** start of SOURCE DATA **
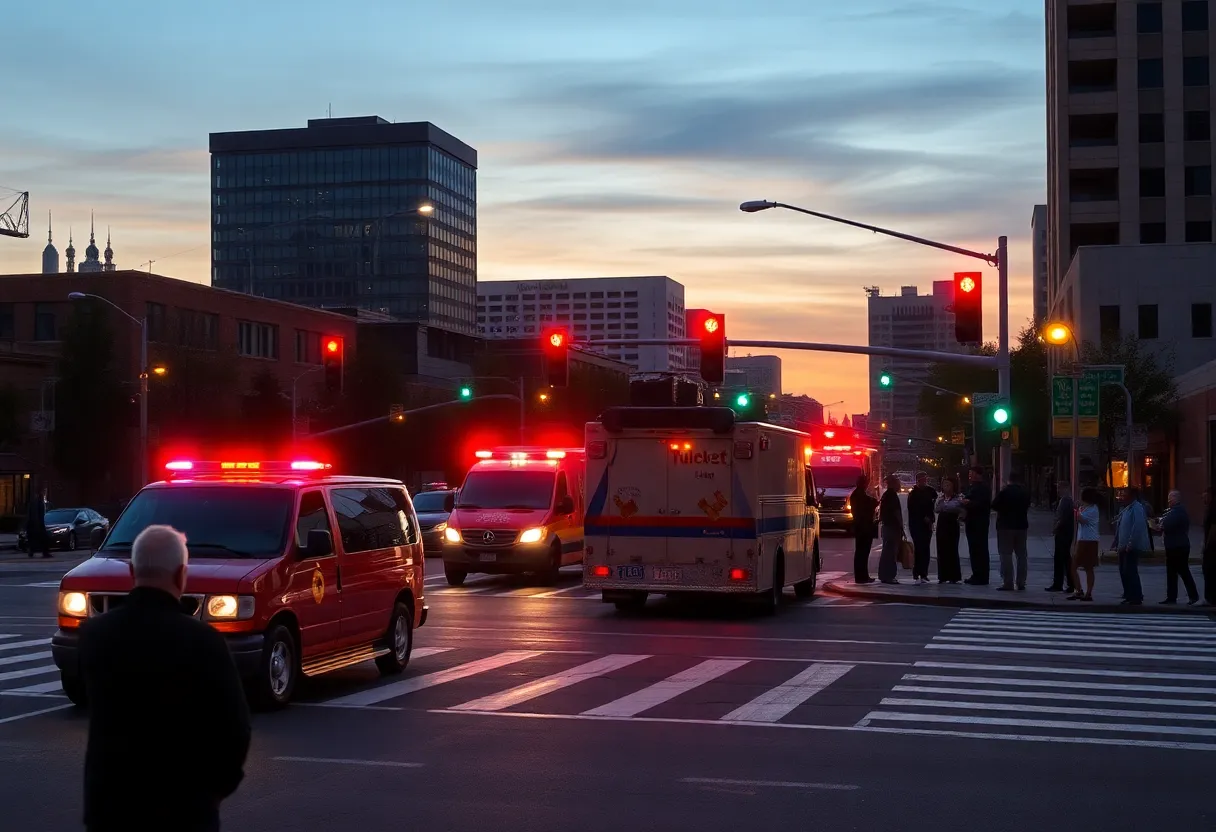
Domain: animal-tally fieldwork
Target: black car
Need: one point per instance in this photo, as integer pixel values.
(69, 528)
(433, 509)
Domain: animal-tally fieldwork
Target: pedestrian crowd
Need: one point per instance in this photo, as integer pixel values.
(957, 515)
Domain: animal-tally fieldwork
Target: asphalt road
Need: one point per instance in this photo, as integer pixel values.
(533, 708)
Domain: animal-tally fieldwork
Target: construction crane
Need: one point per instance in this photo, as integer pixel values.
(15, 218)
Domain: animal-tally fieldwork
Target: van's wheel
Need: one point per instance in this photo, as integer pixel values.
(772, 597)
(400, 642)
(73, 687)
(277, 670)
(455, 577)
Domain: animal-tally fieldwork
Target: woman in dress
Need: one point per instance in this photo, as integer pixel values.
(949, 509)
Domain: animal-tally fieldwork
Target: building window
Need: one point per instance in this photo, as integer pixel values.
(1108, 321)
(1148, 17)
(258, 339)
(1194, 15)
(1147, 321)
(44, 322)
(1198, 180)
(1152, 128)
(1194, 71)
(1200, 320)
(1199, 231)
(1150, 73)
(1197, 125)
(1152, 183)
(1152, 232)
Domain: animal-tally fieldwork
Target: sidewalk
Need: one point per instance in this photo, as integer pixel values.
(1107, 594)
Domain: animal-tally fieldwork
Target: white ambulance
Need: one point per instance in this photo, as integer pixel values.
(687, 500)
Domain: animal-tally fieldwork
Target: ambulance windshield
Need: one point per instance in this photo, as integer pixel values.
(507, 489)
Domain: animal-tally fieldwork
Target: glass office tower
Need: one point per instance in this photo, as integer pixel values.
(327, 215)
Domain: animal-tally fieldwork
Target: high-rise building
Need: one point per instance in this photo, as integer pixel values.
(908, 321)
(592, 308)
(1129, 125)
(1039, 260)
(328, 215)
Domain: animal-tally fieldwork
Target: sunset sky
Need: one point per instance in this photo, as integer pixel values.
(614, 138)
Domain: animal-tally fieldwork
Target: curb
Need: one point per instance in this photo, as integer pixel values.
(851, 591)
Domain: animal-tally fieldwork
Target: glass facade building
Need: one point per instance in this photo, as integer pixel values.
(327, 217)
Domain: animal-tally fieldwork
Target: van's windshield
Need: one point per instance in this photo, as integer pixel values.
(218, 521)
(507, 489)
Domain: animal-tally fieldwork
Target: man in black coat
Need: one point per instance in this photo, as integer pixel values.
(978, 504)
(168, 720)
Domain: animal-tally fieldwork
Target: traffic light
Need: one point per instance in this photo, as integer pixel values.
(968, 307)
(710, 330)
(557, 357)
(332, 359)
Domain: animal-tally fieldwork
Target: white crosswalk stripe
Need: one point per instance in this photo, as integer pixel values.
(1150, 637)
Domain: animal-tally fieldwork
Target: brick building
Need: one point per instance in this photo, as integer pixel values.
(187, 322)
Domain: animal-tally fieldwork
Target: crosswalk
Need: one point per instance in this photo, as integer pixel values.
(497, 586)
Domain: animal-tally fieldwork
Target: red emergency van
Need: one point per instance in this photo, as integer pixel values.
(518, 511)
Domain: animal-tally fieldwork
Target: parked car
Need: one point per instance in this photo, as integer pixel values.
(69, 528)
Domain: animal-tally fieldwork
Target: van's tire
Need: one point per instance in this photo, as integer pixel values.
(400, 642)
(277, 670)
(455, 577)
(73, 687)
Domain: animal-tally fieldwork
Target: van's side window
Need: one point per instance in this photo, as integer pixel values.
(313, 516)
(369, 518)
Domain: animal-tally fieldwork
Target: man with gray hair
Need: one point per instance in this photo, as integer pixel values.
(168, 720)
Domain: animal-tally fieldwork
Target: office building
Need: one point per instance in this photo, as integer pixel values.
(761, 374)
(1129, 127)
(327, 215)
(592, 308)
(1039, 260)
(908, 321)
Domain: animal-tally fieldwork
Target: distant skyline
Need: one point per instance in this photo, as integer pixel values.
(614, 138)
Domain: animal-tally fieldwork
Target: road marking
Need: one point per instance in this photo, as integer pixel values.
(778, 702)
(328, 760)
(1047, 724)
(668, 689)
(1056, 697)
(962, 704)
(767, 783)
(35, 713)
(1067, 672)
(552, 682)
(394, 690)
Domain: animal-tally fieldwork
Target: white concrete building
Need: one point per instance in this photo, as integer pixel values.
(1163, 294)
(910, 321)
(592, 308)
(761, 374)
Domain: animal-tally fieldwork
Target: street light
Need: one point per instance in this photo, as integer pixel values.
(142, 322)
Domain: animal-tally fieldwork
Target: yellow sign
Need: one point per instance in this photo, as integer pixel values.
(1062, 427)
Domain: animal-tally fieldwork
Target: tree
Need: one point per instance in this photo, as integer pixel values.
(93, 405)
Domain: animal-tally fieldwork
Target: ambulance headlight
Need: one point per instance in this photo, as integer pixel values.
(532, 535)
(229, 607)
** end of SOURCE DATA **
• [EXERCISE TASK]
Restate each line of the records exactly; pictures do not belong in the copy.

• [RESULT FOR THIS EXERCISE]
Domain: animal-tally fieldwork
Target: black car
Need: one point per instance in this photo, as integer pixel values.
(69, 528)
(433, 509)
Domain: animal-tally fieldwork
Target: pedestrian crowd
Need: one point per instance in this photo, as integer pixel values.
(957, 515)
Domain: animal-tally fieldwork
Target: asphalt road
Need: one point per instance in this photo, as integer pixel values.
(533, 708)
Domain: animal-tally fieldwork
Target: construction crane
Need: one point per instance in this photo, as integer pixel values.
(15, 218)
Domain: animal-tally fieldwork
Target: van's wheel
Need: one point per instance in this photo, as integer pixel values.
(772, 597)
(400, 642)
(73, 687)
(277, 670)
(455, 577)
Domain: animal-tally fieldwork
Target: woman in dress
Need: one point per instance in this photo, as integer pixel values.
(949, 509)
Domain: animal-tally fieldwork
Target: building window
Need: one point per instance in this photo, as integer pixel values.
(1108, 321)
(1148, 17)
(258, 339)
(1194, 15)
(1147, 321)
(44, 322)
(1198, 180)
(1152, 128)
(1194, 71)
(1200, 320)
(1199, 231)
(1150, 73)
(1197, 125)
(1152, 183)
(1152, 232)
Domain: animal-tally fieldwork
Target: sidewalk
Need: one point per instance in this photo, as integer pixel values.
(1107, 594)
Domain: animal-tally fieldwork
Target: white ambulance
Need: one point per instance in this photo, as integer pixel values.
(687, 500)
Domain: animal-tally fieldwork
Target: ambulance windshield
Need: one point per instance in this photo, as integer pixel values.
(507, 489)
Domain: animal-tally fieldwork
Target: glass office tower
Need: one point per instance in this photo, as integer pixel values.
(327, 215)
Domain: animal-tally fieldwork
Target: high-rise building
Need: one point per instance in this photo, as integer pixel values.
(908, 321)
(592, 308)
(1129, 125)
(1039, 260)
(328, 215)
Domain: animal-tally fieldwork
Target: sunset sky
Need: one point per instance in this photo, as integer pixel values.
(614, 138)
Domain: animal-tally fieldwork
Target: curb
Need: one point per instance in this photo, as integer pixel values.
(851, 591)
Domain: animal-tally fieldwork
Target: glass facade building
Need: one point per instance in this photo, as integer pixel values.
(327, 217)
Domain: animal-tally fieldwork
Target: van's windshield
Need: one point per instance in this photo, as integer pixel values.
(218, 521)
(507, 489)
Domain: animal-tally fieldwork
Target: man in black coat
Need: one point per instance in this photo, as integer pixel values.
(978, 504)
(168, 720)
Domain: animal-tally fieldwork
Target: traffic light
Need: one point per instance in this photo, as integer pixel values.
(968, 307)
(710, 330)
(557, 357)
(332, 359)
Domain: animal-tally fieldwork
Target: white crosswalk stripe
Need: one point per instance in this photo, as integer pixel values.
(1150, 637)
Domain: animal-tally fieldwork
Target: brick building
Need: one point per instance in this photo, as integer pixel values.
(187, 322)
Domain: animal-tally fieldwork
Target: crosswalk
Need: one point per instance in this photo, as integer pixel values.
(497, 586)
Domain: animal-tally fieldwork
Target: red emergency van
Need: one point per instance in this photo, as integer pixel values.
(518, 511)
Domain: animal-tally fieldwork
Target: parked car
Need: one point per instance in this photo, as integer pixel values.
(69, 528)
Domain: animal-tally fieldwork
Target: van's tire
Need: one point per instance in this photo, as integer pixel values.
(400, 642)
(277, 670)
(455, 577)
(73, 687)
Domain: animal-tally fieldwork
Target: van's side window
Need: one point per instance in this photo, as integer pixel values.
(313, 516)
(369, 518)
Domain: animal-tally fieldwork
Target: man with gray hair
Need: one point per instance in this photo, as integer pixel values.
(168, 720)
Domain: animal-tally fieldwork
Target: office building
Need: one point per instance in this photo, as integer pixel values.
(761, 374)
(1129, 127)
(327, 215)
(592, 308)
(1039, 260)
(908, 321)
Domain: animal-tally fieldwork
Target: distant skyline
Need: one point per instance in this photo, as integer pixel values.
(614, 138)
Domain: animal-tally fieldwork
Target: road marking
Need: one point per instance in this photo, as integer pixel values.
(778, 702)
(328, 760)
(1047, 724)
(668, 689)
(1056, 697)
(962, 704)
(767, 783)
(35, 713)
(1067, 672)
(552, 682)
(394, 690)
Domain: animal-tally fieldwork
Target: white concrete building
Need: one point per instance in this photo, as integer pixel values.
(1163, 294)
(910, 321)
(592, 308)
(761, 374)
Domain: animal-tally fieldwork
Target: street light
Need: one point per instance in this photo, as integer pixel values.
(142, 322)
Domain: animal-tally fieldwork
Target: yellow sign
Need: one point per instance in this photo, as integer pixel values.
(1062, 427)
Domain: animal-tally fieldwork
Target: tree
Need: one point per instance in this photo, as integer pixel values.
(93, 405)
Domain: animal-tally fieldwork
Target: ambulance headlight
Need: one point per instance in this photo, as integer pixel values.
(532, 535)
(229, 607)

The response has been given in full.